(Linhas do conjunto de dados)
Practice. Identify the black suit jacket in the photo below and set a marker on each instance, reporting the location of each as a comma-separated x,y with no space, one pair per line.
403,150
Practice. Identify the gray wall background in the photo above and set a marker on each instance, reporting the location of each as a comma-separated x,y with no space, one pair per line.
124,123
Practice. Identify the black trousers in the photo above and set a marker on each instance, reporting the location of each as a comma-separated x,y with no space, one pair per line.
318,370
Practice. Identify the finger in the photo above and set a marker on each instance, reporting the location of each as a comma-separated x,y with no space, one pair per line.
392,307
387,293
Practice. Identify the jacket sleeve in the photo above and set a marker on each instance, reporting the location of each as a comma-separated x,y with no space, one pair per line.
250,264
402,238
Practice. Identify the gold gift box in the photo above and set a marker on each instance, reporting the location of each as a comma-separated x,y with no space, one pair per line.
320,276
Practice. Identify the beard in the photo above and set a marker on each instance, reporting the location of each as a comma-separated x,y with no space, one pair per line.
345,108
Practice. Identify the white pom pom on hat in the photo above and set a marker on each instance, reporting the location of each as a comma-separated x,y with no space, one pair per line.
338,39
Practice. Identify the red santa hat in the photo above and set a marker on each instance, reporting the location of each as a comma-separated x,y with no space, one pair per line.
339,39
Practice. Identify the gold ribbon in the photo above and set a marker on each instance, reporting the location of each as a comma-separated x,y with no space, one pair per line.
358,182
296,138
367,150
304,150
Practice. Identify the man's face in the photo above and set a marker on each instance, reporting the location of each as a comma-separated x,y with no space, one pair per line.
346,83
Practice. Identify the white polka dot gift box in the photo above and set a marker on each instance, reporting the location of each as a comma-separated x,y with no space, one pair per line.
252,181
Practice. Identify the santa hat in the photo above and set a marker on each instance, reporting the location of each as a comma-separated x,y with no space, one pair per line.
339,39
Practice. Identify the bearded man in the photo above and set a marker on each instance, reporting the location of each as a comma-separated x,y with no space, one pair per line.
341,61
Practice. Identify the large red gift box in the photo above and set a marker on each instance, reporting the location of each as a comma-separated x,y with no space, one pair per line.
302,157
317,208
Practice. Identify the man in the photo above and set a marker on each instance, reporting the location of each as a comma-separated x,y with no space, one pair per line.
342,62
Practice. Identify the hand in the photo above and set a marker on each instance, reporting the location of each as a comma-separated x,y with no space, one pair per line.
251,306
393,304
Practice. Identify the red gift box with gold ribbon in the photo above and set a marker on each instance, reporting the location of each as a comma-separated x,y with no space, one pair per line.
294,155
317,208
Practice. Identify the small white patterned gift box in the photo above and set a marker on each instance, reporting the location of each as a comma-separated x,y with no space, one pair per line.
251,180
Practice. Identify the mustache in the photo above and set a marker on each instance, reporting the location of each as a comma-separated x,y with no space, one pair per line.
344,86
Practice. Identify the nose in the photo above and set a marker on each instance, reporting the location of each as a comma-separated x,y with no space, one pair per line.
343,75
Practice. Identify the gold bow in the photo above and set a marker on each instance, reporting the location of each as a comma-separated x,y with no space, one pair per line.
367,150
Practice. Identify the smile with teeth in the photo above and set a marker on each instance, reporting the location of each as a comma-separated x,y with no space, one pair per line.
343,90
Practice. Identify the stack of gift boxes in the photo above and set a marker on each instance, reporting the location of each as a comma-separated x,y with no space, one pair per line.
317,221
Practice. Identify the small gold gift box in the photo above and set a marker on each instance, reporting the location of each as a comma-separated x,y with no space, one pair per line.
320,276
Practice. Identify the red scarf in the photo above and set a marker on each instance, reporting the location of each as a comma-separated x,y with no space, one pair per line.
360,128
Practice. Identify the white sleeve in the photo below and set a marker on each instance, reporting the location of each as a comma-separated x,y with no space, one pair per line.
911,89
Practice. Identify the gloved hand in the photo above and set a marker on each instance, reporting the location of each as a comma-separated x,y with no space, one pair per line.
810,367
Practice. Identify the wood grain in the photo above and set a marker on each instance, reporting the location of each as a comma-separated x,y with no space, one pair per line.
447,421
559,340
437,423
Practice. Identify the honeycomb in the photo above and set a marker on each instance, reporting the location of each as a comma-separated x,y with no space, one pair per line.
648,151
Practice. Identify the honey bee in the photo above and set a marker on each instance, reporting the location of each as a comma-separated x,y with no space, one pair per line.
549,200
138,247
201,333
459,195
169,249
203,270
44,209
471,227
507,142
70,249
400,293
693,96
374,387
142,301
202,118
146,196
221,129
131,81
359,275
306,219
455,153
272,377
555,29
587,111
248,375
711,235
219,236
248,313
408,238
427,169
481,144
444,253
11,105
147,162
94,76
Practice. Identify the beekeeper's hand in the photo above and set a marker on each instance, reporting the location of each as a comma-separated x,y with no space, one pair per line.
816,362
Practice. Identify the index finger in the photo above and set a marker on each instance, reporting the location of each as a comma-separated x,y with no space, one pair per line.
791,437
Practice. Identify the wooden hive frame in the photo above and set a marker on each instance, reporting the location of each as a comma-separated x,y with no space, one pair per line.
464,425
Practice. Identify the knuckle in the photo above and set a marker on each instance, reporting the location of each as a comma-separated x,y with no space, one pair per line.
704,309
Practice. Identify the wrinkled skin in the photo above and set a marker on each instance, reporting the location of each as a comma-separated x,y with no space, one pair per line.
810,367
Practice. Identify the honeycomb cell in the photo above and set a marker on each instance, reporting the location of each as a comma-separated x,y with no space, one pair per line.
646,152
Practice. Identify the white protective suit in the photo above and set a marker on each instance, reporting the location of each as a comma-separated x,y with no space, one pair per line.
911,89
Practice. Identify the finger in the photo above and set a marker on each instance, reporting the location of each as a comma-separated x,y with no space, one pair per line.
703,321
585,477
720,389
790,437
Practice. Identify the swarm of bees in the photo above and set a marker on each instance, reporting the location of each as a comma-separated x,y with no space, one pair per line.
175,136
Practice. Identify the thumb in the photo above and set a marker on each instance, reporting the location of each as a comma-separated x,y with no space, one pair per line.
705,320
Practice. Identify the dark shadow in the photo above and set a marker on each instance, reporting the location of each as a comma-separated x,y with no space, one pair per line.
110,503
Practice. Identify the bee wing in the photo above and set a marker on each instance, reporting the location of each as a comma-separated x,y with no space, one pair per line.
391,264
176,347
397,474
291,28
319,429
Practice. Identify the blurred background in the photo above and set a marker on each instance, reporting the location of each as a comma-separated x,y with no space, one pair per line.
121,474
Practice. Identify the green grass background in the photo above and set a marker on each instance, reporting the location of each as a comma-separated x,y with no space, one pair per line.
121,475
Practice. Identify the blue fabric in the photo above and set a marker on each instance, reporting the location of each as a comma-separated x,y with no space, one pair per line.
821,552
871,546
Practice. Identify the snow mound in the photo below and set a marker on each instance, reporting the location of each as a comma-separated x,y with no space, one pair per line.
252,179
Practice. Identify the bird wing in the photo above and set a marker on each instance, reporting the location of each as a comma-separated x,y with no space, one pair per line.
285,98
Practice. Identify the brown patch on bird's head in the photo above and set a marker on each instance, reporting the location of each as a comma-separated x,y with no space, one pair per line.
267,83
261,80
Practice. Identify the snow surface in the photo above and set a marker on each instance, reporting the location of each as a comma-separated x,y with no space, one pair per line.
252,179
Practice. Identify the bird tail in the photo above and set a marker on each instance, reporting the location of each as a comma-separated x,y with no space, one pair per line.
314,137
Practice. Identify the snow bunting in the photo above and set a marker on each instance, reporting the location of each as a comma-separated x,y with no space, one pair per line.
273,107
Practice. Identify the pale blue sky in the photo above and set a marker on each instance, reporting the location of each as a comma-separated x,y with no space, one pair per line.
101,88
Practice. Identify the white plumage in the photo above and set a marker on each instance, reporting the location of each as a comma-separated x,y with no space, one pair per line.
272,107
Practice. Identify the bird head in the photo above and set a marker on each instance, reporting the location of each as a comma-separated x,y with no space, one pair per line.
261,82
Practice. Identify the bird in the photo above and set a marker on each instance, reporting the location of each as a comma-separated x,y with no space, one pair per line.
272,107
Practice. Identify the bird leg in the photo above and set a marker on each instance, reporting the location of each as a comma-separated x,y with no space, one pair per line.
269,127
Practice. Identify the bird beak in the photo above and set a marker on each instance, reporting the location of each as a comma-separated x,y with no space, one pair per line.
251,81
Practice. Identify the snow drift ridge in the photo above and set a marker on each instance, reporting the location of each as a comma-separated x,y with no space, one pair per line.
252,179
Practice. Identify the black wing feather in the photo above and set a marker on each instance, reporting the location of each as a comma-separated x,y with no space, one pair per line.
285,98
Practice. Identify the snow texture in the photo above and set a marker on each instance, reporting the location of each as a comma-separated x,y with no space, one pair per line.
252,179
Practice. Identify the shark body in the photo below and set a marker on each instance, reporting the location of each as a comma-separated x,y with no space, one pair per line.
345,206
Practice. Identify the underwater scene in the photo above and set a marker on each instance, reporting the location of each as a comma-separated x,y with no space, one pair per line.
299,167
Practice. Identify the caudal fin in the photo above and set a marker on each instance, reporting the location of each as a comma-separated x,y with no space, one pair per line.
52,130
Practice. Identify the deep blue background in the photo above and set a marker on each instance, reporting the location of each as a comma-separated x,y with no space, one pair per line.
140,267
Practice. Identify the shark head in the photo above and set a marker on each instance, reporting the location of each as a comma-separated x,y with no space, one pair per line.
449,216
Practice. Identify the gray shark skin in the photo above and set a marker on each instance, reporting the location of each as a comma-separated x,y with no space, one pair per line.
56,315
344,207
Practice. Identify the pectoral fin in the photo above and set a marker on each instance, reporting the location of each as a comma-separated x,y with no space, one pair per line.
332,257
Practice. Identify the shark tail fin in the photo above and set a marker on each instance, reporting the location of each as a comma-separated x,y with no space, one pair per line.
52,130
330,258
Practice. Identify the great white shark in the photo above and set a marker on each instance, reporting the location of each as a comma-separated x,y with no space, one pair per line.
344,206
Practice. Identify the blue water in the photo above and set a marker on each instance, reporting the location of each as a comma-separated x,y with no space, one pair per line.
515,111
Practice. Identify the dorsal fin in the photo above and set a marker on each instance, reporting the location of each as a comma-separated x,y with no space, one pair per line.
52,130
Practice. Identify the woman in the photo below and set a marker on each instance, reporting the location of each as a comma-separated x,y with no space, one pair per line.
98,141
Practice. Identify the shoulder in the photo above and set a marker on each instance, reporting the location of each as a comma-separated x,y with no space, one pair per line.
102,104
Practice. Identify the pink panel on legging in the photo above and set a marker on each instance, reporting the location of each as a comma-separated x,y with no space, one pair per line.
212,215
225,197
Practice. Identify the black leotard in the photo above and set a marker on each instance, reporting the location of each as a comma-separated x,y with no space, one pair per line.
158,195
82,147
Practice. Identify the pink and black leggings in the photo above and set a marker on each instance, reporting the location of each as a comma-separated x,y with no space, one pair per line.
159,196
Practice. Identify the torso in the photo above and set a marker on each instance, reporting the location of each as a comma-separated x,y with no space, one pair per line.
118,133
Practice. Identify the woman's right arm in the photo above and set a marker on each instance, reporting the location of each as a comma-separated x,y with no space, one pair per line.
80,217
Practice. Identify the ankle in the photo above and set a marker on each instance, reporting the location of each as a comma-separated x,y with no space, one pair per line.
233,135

[TAREFA A REALIZAR] Reproduza sem nenhuma alteração as linhas do material acima, começando pela linha que contém "Practice. Identify the pink and" e seguindo até o fim do material, com as duas extremidades incluídas.

[SOLUÇÃO DA TAREFA]
Practice. Identify the pink and black leggings in the photo above and set a marker on each instance, reporting the location of each as a comma-separated x,y with no space, one pair per line.
159,196
Practice. Identify the torso in the photo above and set a marker on each instance, reporting the location of each as a comma-separated x,y with no space, one pair per line.
118,133
Practice. Identify the woman's right arm in the photo above and set a marker on each instance, reporting the location of each as a comma-separated x,y with no space, one pair per line.
80,217
Practice. Identify the ankle in the photo above and set a marker on each instance, reporting the location of each as a comma-separated x,y with no space, one pair per line.
233,135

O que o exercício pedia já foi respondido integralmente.